[What you will do]
Write out, unchanged, the lines from the one holding "bench, one point per instance" to the close of the listing. Both the first and last lines belong in it.

[Provided records]
+++++

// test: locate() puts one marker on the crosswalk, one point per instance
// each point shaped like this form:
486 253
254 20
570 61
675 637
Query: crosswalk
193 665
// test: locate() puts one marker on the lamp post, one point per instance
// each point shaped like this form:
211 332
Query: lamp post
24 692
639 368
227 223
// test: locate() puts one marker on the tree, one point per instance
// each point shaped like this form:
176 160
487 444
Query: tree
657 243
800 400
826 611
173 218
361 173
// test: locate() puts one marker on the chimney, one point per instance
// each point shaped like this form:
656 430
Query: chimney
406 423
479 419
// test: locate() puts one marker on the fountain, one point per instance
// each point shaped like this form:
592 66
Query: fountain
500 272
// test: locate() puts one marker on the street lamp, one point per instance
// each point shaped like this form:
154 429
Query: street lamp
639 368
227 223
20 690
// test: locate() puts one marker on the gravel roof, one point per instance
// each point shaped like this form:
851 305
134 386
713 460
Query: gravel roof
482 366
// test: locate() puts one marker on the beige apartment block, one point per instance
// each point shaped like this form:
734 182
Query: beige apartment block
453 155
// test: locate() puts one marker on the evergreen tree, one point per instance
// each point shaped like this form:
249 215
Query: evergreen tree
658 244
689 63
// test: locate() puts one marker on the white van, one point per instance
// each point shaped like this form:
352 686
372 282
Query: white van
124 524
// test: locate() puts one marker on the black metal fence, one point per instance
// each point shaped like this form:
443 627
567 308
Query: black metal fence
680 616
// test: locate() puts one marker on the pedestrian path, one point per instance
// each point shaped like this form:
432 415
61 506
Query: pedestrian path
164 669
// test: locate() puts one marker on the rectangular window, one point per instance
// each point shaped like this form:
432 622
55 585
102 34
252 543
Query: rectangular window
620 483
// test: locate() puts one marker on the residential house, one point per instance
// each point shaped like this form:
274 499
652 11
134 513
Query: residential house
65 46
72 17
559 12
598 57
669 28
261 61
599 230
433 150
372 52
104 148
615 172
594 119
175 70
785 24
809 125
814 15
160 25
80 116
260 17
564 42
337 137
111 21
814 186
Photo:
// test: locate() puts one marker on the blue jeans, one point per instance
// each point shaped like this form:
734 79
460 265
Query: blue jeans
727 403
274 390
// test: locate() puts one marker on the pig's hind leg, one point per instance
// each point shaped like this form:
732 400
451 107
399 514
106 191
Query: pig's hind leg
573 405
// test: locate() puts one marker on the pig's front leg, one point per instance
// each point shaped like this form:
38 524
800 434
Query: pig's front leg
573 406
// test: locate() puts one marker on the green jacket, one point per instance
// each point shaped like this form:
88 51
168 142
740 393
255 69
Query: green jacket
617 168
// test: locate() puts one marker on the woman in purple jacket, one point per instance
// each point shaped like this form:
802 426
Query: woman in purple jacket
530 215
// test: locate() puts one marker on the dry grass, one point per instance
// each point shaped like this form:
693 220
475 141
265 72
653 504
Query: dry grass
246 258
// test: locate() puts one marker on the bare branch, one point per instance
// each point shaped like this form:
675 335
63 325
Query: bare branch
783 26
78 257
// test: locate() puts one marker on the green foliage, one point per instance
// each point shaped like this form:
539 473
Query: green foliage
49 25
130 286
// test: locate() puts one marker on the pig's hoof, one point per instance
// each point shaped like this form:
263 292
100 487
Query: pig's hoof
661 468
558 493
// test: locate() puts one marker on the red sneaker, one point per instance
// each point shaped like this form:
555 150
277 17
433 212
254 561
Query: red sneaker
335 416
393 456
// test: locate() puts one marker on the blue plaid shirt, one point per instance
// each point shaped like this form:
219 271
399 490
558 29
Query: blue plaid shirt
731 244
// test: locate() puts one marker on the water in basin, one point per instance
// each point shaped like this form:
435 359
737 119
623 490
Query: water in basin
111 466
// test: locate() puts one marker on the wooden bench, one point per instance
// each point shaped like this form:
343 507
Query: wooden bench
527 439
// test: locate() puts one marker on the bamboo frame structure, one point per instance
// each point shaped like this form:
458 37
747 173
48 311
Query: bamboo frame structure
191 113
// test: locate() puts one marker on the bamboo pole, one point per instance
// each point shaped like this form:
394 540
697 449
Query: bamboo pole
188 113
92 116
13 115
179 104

+++++

[Exercise answer]
// test: locate() puts one marker on the wooden bench, one point per instance
// each point shaped like this form:
343 507
Query: wooden bench
527 439
// test: locate() puts one marker on the bamboo frame structure, one point per instance
// each point shaped like this form:
458 37
747 173
48 311
Query: bamboo frame structure
191 113
// test: locate() puts one marker on the bamboo pole, one point per instance
// each point shaped like this form:
394 540
697 449
Query: bamboo pole
188 113
92 116
13 115
179 104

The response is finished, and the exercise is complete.